Le film du week-end : « Vent chaud », une odyssée érotique et sensorielle
Comédienne et critique de film, Sidney se promet de reproduire…
Mélodrame explicitement gay signé Daniel Nolasco, Vent chaud mélange les codes du cinéma noir avec ceux du porno-thriller des années 70. Le petit dernier du cinéma queer, en pleine explosion au Brésil, dégorge de sensualité tout en effleurant des questions socio-économiques actuelles. De quoi nous mettre l’eau à la bouche sans forcément poser notre cerveau.
Sandro travaille au département ressources humaines d’une compagnie minière. A la fin de la journée il retrouve son collègue Ricardo dans la forêt avoisinante où ils ont des relations sexuelles. Régulièrement il se rend à la piscine où il fantasme sur le beau Maicon qui ne le remarque pas. Lorsque celui-ci commence à travailler dans la même compagnie, le désir de Sandro se transforme en obsession, et cela empire lorsqu’il apprend que Ricardo et Maicon ont une aventure.

Exercice 1:
Répondez aux questions suivantes d'après la critique de « Vent chaud » :
(a) Quel réalisateur signe le film ?
(b) Dans quel département Sandro travaille-t-il ?
(c) En quel lieu Sandro retrouve-t-il Ricardo à la fin de la journée ?
Exercice 2:
Prolongez la critique de « Vent chaud » au-delà de sa dernière phrase.
Les lignes qui suivent constituent un matériau indépendant du texte.

Entrées extraites d'une collection:
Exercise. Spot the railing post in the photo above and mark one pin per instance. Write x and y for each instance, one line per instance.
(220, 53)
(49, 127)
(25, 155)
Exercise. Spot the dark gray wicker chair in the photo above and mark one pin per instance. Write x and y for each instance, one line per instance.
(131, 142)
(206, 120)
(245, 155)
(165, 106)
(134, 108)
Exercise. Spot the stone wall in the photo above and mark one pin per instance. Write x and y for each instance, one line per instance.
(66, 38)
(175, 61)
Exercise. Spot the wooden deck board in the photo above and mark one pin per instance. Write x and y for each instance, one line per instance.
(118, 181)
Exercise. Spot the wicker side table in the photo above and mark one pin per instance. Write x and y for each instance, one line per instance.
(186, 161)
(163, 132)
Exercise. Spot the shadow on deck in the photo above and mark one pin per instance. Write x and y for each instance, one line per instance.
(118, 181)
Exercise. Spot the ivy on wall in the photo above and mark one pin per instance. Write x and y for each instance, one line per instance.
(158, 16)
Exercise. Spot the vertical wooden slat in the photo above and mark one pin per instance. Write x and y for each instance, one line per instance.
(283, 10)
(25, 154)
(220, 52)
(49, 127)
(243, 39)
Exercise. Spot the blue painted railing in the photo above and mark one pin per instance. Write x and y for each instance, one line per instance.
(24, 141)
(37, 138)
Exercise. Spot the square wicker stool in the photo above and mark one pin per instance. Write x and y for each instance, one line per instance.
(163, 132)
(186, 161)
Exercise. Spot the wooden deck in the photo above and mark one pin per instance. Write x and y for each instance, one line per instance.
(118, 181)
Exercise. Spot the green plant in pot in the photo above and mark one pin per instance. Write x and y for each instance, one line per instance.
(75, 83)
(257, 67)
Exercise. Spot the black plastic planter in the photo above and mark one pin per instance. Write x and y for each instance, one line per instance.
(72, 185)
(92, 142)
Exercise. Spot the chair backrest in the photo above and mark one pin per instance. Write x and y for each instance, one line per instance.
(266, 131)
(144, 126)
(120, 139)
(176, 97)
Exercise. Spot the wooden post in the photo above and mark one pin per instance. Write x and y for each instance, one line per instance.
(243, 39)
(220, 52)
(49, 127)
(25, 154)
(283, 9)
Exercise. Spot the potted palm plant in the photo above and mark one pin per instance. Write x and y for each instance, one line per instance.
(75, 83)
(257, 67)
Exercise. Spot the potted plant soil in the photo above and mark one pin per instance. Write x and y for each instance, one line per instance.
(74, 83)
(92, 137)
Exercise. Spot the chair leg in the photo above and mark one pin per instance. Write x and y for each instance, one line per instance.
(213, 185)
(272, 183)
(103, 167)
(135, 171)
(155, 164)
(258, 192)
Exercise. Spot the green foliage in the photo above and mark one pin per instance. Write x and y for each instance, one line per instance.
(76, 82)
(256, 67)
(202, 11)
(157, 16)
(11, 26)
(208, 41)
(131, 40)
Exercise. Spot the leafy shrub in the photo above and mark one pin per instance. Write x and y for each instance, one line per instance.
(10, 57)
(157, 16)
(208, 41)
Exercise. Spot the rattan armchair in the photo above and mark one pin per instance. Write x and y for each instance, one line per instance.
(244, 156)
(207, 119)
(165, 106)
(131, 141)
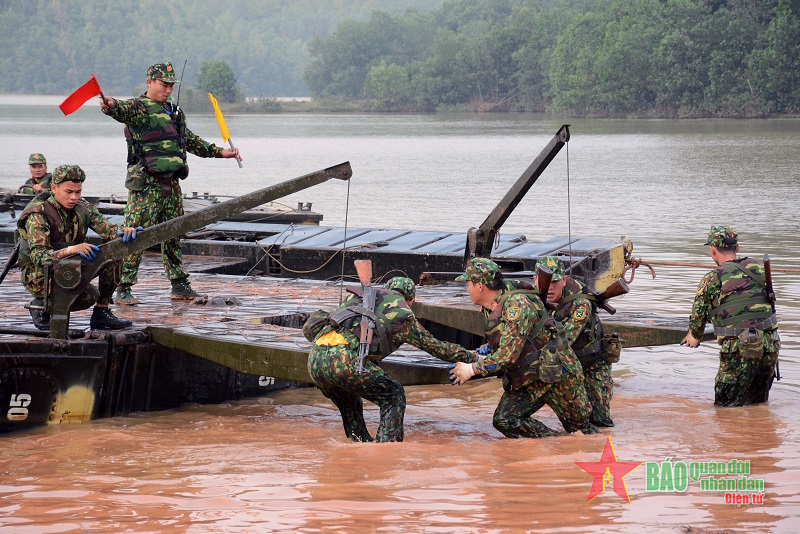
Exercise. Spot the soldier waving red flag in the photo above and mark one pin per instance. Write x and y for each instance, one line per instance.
(80, 96)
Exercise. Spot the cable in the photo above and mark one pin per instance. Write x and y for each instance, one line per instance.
(344, 243)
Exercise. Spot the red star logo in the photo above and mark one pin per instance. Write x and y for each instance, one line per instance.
(607, 468)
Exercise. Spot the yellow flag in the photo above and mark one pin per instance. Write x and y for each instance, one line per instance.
(223, 129)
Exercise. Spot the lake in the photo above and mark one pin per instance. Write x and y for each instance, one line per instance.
(281, 463)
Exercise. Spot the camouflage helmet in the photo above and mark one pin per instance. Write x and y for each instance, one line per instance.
(404, 286)
(722, 237)
(163, 72)
(555, 266)
(68, 173)
(480, 270)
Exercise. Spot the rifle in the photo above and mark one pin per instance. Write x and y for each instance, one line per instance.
(11, 262)
(767, 277)
(617, 288)
(364, 270)
(178, 100)
(544, 277)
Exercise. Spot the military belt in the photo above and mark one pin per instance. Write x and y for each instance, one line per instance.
(733, 331)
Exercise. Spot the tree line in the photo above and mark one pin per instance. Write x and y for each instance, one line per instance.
(53, 46)
(599, 58)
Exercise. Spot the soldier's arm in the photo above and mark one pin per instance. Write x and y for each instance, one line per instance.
(709, 287)
(577, 320)
(101, 225)
(416, 334)
(201, 148)
(27, 188)
(131, 112)
(37, 233)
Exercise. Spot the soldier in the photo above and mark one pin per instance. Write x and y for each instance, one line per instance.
(158, 140)
(576, 313)
(40, 178)
(54, 226)
(332, 363)
(734, 298)
(536, 363)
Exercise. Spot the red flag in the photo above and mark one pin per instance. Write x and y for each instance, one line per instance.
(80, 96)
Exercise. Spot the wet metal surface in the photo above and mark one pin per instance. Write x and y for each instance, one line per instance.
(260, 335)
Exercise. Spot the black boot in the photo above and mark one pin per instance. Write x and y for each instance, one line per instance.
(103, 319)
(41, 318)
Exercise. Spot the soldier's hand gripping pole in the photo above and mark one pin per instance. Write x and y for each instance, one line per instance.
(617, 288)
(364, 270)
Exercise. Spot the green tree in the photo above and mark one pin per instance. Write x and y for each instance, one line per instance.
(774, 68)
(217, 77)
(389, 86)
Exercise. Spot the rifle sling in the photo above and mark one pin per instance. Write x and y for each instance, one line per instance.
(377, 318)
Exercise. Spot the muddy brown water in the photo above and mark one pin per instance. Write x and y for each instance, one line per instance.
(281, 463)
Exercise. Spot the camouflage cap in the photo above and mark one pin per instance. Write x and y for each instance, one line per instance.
(163, 72)
(555, 266)
(721, 236)
(480, 270)
(404, 286)
(68, 173)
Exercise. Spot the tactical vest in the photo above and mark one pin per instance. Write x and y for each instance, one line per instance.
(525, 366)
(40, 204)
(742, 301)
(588, 346)
(390, 316)
(160, 146)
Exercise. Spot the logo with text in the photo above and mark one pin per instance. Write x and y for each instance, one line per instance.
(739, 489)
(608, 470)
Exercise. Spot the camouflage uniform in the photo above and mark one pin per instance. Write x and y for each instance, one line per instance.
(734, 301)
(45, 219)
(158, 141)
(332, 364)
(577, 315)
(44, 181)
(518, 330)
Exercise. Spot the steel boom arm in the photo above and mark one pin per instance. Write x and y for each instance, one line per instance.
(481, 239)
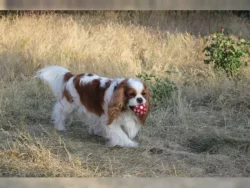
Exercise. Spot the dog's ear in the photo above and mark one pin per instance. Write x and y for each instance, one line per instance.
(116, 104)
(143, 117)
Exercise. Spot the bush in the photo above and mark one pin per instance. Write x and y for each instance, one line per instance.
(226, 52)
(161, 89)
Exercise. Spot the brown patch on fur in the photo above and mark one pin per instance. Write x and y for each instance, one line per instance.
(143, 117)
(91, 94)
(66, 93)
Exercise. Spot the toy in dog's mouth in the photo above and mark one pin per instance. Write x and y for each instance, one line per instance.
(139, 110)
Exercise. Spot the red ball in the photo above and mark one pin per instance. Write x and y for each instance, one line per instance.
(140, 109)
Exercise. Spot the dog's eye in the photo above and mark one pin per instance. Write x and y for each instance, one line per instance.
(132, 94)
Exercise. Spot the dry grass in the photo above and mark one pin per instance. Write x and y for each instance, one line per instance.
(203, 131)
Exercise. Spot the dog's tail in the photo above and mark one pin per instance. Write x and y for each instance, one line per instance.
(53, 76)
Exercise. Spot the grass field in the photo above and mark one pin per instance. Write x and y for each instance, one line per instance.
(203, 130)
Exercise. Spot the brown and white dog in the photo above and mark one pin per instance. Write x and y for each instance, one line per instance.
(105, 104)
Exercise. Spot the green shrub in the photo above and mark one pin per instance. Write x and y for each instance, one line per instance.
(226, 53)
(161, 89)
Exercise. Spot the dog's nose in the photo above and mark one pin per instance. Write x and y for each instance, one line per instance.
(139, 100)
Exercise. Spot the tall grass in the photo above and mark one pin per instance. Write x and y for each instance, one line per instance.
(202, 131)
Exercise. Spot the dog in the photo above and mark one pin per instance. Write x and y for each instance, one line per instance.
(105, 104)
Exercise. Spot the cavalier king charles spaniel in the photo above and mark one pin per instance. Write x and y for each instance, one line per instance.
(107, 105)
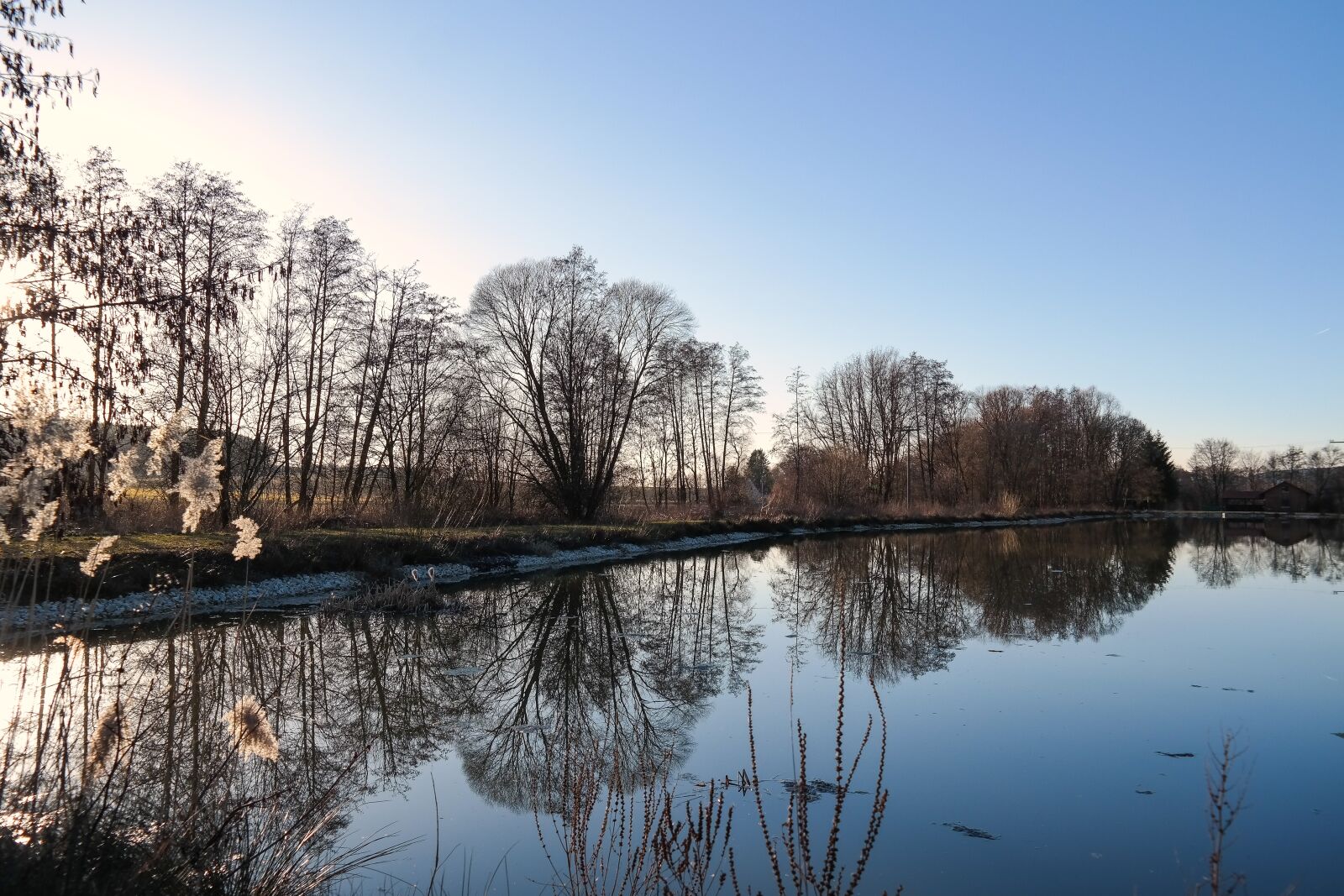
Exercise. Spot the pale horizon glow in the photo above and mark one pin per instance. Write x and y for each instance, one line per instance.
(1147, 199)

Corrigé 1:
(a) Daniel Nolasco.
(b) Au département ressources humaines d'une compagnie minière.
(c) Dans la forêt avoisinante.

Corrigé 2:
Chronique moderne d’un quadra banal, gay et kinky
Après son deuxième documentaire, Mr. Leather, réalisé en 2019 et qui dressait un mini portrait de la communauté cuir brésilienne avec ses valeurs, ses enjeux politiques, sa philosophie et sa sexualité, Daniel Nolasco revient troubler nos écrans avec une fiction cent pour cent gay male gaze. Il n’en fallait pas plus pour nous embarquer à bord d’une odyssée érotique et sexuelle où l’exploration des fantasmes et des désirs de Sandro nous plonge dans un univers pop, coloré, langoureux et juteux. Héritier de l’esthétique de Douglas Sirk, qui joue avec des lumières chaudes et excessives pour matérialiser les bouleversements des personnages et des situations, et de Rainer Werner Fassbinder, Daniel Nolasco est l’une des figures de prou du novo queer cinema au Brésil, au même tire que Filipe Matzembacher et Marcio Reolon.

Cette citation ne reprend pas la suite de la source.